* racd13.do  January 2013 for Stata version 12

capture log close
log using racd13.txt, text replace

********** OVERVIEW OF racd13.do **********

* STATA Program 
* copyright C 2013 by A. Colin Cameron and Pravin K. Trivedi 
* used for "Regression Analyis of Count Data" SECOND EDITION
* by A. Colin Cameron and Pravin K. Trivedi (2013)
* Cambridge University Press

* This STATA program estimates measurement error models for chapter 13
*   13.7 SIMULATION EXAMPLE: POISSON WITH MISMEASURED REGRESSOR

* To run you need no data (the data are generated)
* and user-written Stata addons
*   rcal, simex, qvf, cme, and gllamm (cme is a wappper for gllamm) 
* in your directory

********** SETUP **********

set more off
version 12
clear all
* set linesize 82
set scheme s1mono  /* Graphics scheme */
* set maxvar 100 width 1000

************

* This STATA program estimates some measurement error models
*           TRUE: Poisson model with true regressor x1star
*          NAIVE: Poisson model with observed x1 with measurement error
*           RCAL: Regression calibration with duplicate observation z for x1star
*          SIMEX: SIMEX with duplicate observation z for x1star
*         NL2SLS: NLIV with instrument z for x1star
*       IVAPPROX: Carroll's IV with duplicate observation (instrument) z for x1star
* MLE STRUCTURAL: Maximum likelihood of normal structural model

* NOTE: SIMEX and MLE STRUCTURAL commented out as take a long time.
* But results from these commands are included in comments below.
* Can speed up SIMEX by reducing number of bootstrap replications
 
********** DATA DESCRIPTION

*  The data are generated
*    y ~ Poisson(mu)
*    mu = 0 + 1*x1star + 1*x2

* For normally distibuted data
*    x1star ~ N[0, .4^2]
*    x1 = x1star + e1  where e1 ~ N[0, .2^2]
*    z1 = x1star + e2  where e2 ~ N[0, .2^2] 
*    x2 ~ N[0, .4^2]

* For rescaled chisquare data
*    x1star ~ (0.4/sqrt(2)) x (w-1) where w ~ chi2(1)
*    x1 = x1star + e1  where e1 ~ (0.4/sqrt(2)) x (w-1) where w ~ chi2(1)

REQUIREMENT 1:
List the user-written Stata addons that the Stata do-file on count-data measurement error says must be in your directory.
REQUIREMENT 2:
Resume the Stata do-file on count-data measurement error from the point where it stops.

DATA PROVIDED:
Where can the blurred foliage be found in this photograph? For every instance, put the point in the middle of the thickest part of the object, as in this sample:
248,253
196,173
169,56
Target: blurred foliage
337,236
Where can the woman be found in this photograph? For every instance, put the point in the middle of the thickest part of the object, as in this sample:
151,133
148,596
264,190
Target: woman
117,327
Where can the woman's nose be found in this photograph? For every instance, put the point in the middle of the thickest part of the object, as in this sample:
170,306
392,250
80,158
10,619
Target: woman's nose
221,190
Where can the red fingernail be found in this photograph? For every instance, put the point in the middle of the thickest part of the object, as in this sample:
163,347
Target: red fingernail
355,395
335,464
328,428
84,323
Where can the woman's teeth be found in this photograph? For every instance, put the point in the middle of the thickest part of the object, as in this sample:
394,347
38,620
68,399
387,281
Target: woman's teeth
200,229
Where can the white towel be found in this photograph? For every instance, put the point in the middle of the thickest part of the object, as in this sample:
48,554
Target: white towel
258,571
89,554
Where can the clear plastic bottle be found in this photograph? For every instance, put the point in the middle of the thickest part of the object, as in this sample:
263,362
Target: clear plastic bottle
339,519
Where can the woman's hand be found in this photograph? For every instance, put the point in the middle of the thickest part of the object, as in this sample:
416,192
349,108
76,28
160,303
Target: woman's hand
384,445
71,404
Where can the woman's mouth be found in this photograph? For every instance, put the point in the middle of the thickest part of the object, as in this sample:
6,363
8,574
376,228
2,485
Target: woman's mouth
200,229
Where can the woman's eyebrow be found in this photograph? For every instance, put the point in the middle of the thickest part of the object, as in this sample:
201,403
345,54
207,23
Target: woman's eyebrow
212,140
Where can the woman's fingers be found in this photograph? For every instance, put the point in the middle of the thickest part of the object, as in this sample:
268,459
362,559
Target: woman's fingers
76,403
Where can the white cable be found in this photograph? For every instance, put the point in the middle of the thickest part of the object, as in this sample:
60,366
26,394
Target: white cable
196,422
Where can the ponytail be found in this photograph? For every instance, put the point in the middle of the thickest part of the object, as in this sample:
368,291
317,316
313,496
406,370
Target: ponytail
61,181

RESULT 1:
rcal, simex, qvf, cme, gllamm

RESULT 2:
*    z1 = x1star + e2  where e2 ~ (0.4/sqrt(2)) x (w-1) where w ~ chi2(1)
*    x2 ~ (0.4/sqrt(2)) x (w-1) where w ~ chi2(1)

********** PART A: NORMALLY DISTRIBUTED DATA

clear
set obs 10000
set seed 10101

generate x1star = rnormal(0, .4)
generate e1 = rnormal(0, .4)
generate e2 = rnormal(0, .4)
generate x2 = rnormal(0, .4)
generate x1 = x1star + e1
generate z = x1star + e2
generate mu = 0 + 1*x1star + 1*x2
generate y = rpoisson(exp(mu))
generate ynox2 = rpoisson(exp(0 + 1*x1star))
generate ylinear = mu + rnormal(0,1)
generate xgamma = rgamma(1,1)
generate munegbin = xgamma*exp(mu)
generate ynegbin = rpoisson(munegbin)

/*
lowess ynox2 x1, msize(tiny) lineopts(lwidth(medthick)) lstyle(solid) saving(graph1, replace) xlabel(#6)
lpoly ynox2 x1star, msize(tiny) lineopts(lwidth(medthick)) saving(graph2, replace) xlabel(#6)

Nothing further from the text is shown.